[Dataset excerpts]
<<<<
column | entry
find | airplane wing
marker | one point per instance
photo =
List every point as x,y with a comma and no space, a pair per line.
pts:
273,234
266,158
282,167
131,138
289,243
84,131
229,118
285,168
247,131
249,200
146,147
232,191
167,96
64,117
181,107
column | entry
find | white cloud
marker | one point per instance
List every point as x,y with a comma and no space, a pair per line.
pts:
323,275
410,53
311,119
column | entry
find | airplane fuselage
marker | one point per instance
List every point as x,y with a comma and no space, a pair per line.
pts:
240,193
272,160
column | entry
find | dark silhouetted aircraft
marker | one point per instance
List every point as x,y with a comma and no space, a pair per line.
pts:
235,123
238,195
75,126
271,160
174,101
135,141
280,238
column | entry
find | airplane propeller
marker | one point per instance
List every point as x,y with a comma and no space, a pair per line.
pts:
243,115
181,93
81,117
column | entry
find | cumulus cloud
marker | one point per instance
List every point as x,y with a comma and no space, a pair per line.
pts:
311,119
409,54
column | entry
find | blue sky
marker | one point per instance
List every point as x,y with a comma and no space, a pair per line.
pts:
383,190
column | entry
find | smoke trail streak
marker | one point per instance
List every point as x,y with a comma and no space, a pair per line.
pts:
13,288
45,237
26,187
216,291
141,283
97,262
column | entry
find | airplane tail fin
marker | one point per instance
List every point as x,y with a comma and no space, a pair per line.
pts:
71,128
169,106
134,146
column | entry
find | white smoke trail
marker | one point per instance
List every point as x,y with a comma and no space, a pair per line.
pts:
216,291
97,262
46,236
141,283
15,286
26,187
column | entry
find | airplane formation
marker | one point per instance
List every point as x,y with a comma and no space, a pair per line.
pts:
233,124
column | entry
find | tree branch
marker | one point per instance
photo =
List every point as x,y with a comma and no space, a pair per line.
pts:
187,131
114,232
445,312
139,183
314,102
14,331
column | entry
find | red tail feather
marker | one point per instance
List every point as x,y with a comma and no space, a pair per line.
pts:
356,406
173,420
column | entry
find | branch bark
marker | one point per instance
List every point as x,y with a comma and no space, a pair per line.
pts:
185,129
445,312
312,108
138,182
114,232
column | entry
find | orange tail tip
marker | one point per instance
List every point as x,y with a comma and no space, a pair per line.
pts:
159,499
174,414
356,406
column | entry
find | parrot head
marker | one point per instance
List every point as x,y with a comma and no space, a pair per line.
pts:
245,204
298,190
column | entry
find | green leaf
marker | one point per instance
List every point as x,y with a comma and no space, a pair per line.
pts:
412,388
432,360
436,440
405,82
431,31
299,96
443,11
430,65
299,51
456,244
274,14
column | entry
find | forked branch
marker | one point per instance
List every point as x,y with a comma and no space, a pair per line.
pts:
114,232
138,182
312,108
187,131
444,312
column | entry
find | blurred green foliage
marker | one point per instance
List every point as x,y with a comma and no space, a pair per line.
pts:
>>>>
▶ [Required action]:
Copy out all of the data. Keep every word unchanged.

▶ [Answer box]:
column | entry
find | airplane wing
marker | one point per instance
photo =
List every point as x,y with a comma and no space, a pair per line.
pts:
273,234
266,158
282,167
131,138
289,243
84,131
229,118
285,168
247,131
249,200
146,147
232,191
167,96
64,117
181,107
column | entry
find | white cloud
marker | one point per instance
List every point as x,y with a comma and no space, a pair per line.
pts:
323,275
410,53
311,119
column | entry
find | airplane fuselage
marker | one point per instance
List every point as x,y with a comma and no space, a pair per line.
pts:
240,193
272,160
column | entry
find | dark silhouetted aircraft
marker | one point per instance
List every point as x,y with a comma and no space, a pair per line.
pts:
235,123
238,195
75,126
271,160
174,101
135,141
280,238
column | entry
find | airplane propeller
marker | one point per instance
List every point as x,y with a comma and no space, a pair per line.
pts:
243,115
181,93
81,117
column | entry
find | cumulus cloud
marker | one point per instance
List every point as x,y with a comma and no space, a pair per line.
pts:
311,119
409,54
column | entry
find | blue sky
marker | one point per instance
List every point as x,y with a comma and no space, a pair per line.
pts:
383,190
column | entry
find | smoke trail streak
marker | one point per instance
List every point as x,y with a comma and no space, a pair per line.
pts:
13,288
45,237
26,187
216,291
141,283
97,262
column | entry
find | airplane tail fin
marker | one point per instance
List every point as x,y with a comma and no space, a pair per line.
pts:
71,128
169,106
134,146
column | entry
find | white smoke trail
marker | one point per instance
List every point as x,y with a comma and no space, a pair per line.
pts:
216,291
97,262
46,236
141,283
15,286
26,187
column | entry
find | airplane formation
marker | one point per instance
List every point as x,y with a comma and no space, a pair per line.
pts:
233,124
column | entry
find | tree branch
marker | one point per instance
photo =
List every point as x,y with a comma and no space, a pair per line.
pts:
187,131
114,232
445,312
139,183
314,102
14,331
column | entry
find | red tail feather
marker | one point per instance
List every point as x,y with a comma and no space, a pair per line.
pts:
356,406
173,420
column | entry
find | branch bark
marker | one point per instance
List every point as x,y with a comma and no space, a pair per line.
pts:
185,129
445,312
312,108
138,182
114,232
column | entry
find | orange tail tip
marker | one point per instance
List every point as x,y with a comma and no space, a pair per line.
pts:
159,499
174,414
356,406
column | entry
find | parrot head
marker | one point per instance
List every point as x,y with a comma and no space, a pair per line.
pts:
245,204
298,190
column | entry
find | green leaf
marker | one point per instance
List every point as x,y with a comma and no space, a pair per line.
pts:
412,388
432,360
436,440
405,82
431,31
299,96
443,11
430,65
299,51
456,244
274,14
column | entry
find | forked branch
marker | one point per instance
List every point as x,y with a comma and no space, a pair per line.
pts:
114,232
138,182
312,108
187,131
444,312
column | entry
find | blurred green foliage
marker | one point per instance
List every point as x,y with a comma and no space, a pair per line.
pts:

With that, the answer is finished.